*DESCRIPTION OF THE TASK:* Continue the Staatsexamen text from where it stops.

*DOCUMENT EXTRACT:*
-=-=-

= Staatsexamen =

National exam system in Germany

The Staatsexamen ("state examination" or "exam by state"; pl.: Staatsexamina) is a German government licensing examination that future physicians, dentists, physical therapists, teachers, research librarians, archivists, pharmacists, food chemists, psychotherapists, jurists (i.e., lawyers, judges, public prosecutors, civil-law notaries), and surveyors have to pass to be allowed to work in their profession. The examination is generally organized by government examination agencies which are under the authority of the responsible ministry. These agencies create examination commissions which consist of members of the examination agency, university professors and/or representatives from the professions. The Staatsexamina are legally equivalent to a master's degree in the respective operating ranges.

==Overview==
Graduating Staatsexamen is mostly, but not always, separated into two independent sequences: the first and the second Staatsexamen. For some degrees, such as physical therapists and psychotherapists, only one Staatsexamen is held.

Students usually study at university for four to eight years before they participate at final examinations to graduate by the first Staatsexamen. This shows the academic qualification and knowledge on theoretical and practical skills.

Afterward, teachers and jurists continue to the practical phase of two to three years in their future jobs ending with an examination sequence in order to graduate by the second Staatsexamen, which amongst other things tests their professional skills in their respective jobs.

In law, the first Staatsexamen (Erste juristische Prüfung, or first legal exam) consists since 2003 of two parts: The first part (the Schwerpunktbereich, i.e. elective subject) is taken at the university level under the authority of the respective universities and at their discretion. The second part is taken at the Oberlandesgerichte (Higher State Courts). The latter are often also the responsible authorities providing the administrative infrastructure during the Referendariat and in the end holding the exams of the second Staatsexamen. Only a lawyer possessing both Staatsexamina is a fully qualified lawyer (Volljurist or Assessor) and hence entitled to appear in court whether as judge, prosecutor, attorney (assumed representation is mandatory) or as an agent for the government. The performance on both Staatsexamen is graded on a scale of 0 - 18 points. Four points are required for passing the exam and nine points are the threshold for an exam with "distinction". The career prospects of German jurists are uniquely shaped by the results of the Staatsexamen. Approximately 13% of each class achieve a "distinction" in both state exams.

-=-=-

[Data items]
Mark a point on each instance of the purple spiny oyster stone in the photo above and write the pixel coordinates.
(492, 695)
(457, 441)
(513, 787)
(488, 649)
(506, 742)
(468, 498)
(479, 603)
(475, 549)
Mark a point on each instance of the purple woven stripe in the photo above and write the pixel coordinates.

-=-=-

*EXERCISE ANSWER:*
In medicine, the Staatsexamen (Ärztliche Prüfung, or physician exam) consists of three parts as of 2013. The first part is taken after the first two years of the six-year medical degree, i.e., after the basic sciences part of the degree (somewhat similar to U.S. pre-med) whereas the second part is taken after the fifth year of studies. Following a practical year, the third part follows at the end of the six-year medical degree.

In pharmacy, the Staatsexamen (Pharmazeutische Prüfung, or pharmaceutical exam) consists of three parts. The first part is taken after the first two years of the four-year pharmacy degree, the second part at the end of the four-year pharmacy degree, and the third part after the so-called Praktisches Jahr (practical year) that prospective pharmacists have to take after graduation.

In physical therapy, the Staatsexamen consists of one part. This one part takes place at the end of the four-year therapy degree and contains written, oral and practical exams.

In some cases, the second Staatsexamen can be a substitute for a doctorate when it comes to applying for certain jobs at a university (i.e., Akademischer Rat).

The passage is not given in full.